Where I don't care what others think

Outpost

September 12th, 2011 Posted in Life | No Comments »

Just a few minutes ago I gave up washing some TV show about fishing and decided I should brush my teeth and head to bed.  As I stood up I heard what sounded like a gust of wind outside.  Oddly enough, that triggered my “you’re in a tent” feeling, the kind of feeling I would have when I would go out camping with the Boy Scouts in a tent or just sleeping under the stars (readas: the weather was nice and I was too tired to setup a tent).  Perhaps my current living situation isn’t much different from camping out in the wilderness.

Sure, I’m in a significantly larger living space compared to a tent.  I’m not living out of a backpack, nor do I have to sweep out the dirt / pine needles that might get tracked in on a regular basis, but I think if you take away some the details things are actually quite the same.  Camping was always an experience where I’d leave my friends behind for a weekend and for all extensive purposes be off the grid.  I’d go away for a weekend, my friends would presumably continue on doing whatever it was that they planned to do, and I would show up back at school on Monday morning and pretend to be up to speed on things.  See, most of my friends had dropped out of Boy Scouts in Middle School and I never really considered myself close friends with many people in the scout troop.  I didn’t mind being around any of them, but aside from saying “hi” in the hallway I didn’t really hang out or interact with them outside of scouting much.  While I don’t think any of my friends have dropped out of the “go to California plan” (because no such plan has ever existed) it does feel very similar, I’m out here mostly alone (I say mostly because, like in scouts, I did managed to have one or two folks I was friendly with that accompanied me) and most of the folks I’ve been friendly with are back east carrying on life as usual.

An outpost may be a better way to describe my slightly longer term arrangement out here.  I was probably “camping” during the first two weeks while I was living out of my suitcase but now that I’ve got some simple pieces of furniture I’m slightly more invested, not in the financial sense (I mean technically yes, but I don’t really care), but in the physical sense that I have a few items out here now.  I could probably load my existence into a truck in an hour or so if I needed to abandon the outpost and quickly relocate.  My possessions are really limited to things I need to survive without too much discomfort on a day to day basis.  I’ve got a chair to sit in when I want to watch TV, a few small pieces of artwork on the wall so my eyes can focus on something that isn’t a computer screen all day, and just enough lights so it doesn’t have to be dark all the time in here.  For some reason my fairly minimal setup at college really didn’t present this way to me, maybe that’s because I knew the defined start and end dates associated with things and could predefine my engagement as such.

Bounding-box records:
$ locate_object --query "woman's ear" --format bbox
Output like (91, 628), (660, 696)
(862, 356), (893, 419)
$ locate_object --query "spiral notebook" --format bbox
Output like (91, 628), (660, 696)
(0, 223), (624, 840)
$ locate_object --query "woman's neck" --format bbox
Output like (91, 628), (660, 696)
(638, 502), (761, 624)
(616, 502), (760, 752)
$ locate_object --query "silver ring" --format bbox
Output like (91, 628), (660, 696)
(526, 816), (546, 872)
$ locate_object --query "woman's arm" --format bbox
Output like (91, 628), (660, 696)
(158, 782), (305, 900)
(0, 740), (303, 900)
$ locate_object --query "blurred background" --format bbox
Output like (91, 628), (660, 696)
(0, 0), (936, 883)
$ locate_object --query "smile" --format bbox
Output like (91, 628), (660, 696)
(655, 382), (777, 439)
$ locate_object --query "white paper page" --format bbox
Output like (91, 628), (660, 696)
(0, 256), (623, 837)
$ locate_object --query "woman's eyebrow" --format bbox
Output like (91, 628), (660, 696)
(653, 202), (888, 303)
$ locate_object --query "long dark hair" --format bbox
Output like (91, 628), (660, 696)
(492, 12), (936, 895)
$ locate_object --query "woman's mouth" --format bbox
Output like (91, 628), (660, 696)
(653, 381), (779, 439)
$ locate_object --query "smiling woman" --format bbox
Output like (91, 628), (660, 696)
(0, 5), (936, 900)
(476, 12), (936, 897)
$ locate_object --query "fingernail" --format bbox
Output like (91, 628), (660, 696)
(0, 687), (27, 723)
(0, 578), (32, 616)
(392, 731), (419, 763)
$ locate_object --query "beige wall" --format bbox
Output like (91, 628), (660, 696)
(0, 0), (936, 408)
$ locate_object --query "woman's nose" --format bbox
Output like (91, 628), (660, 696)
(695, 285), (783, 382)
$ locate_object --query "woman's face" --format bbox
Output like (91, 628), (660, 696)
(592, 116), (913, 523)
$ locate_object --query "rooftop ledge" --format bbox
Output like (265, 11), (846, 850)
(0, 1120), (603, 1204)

Directive:
In the blog post about the outpost, how long does the writer estimate it would take to load their existence into a truck? The records are separate material, unrelated to the blog post.

Reply:
An hour or so.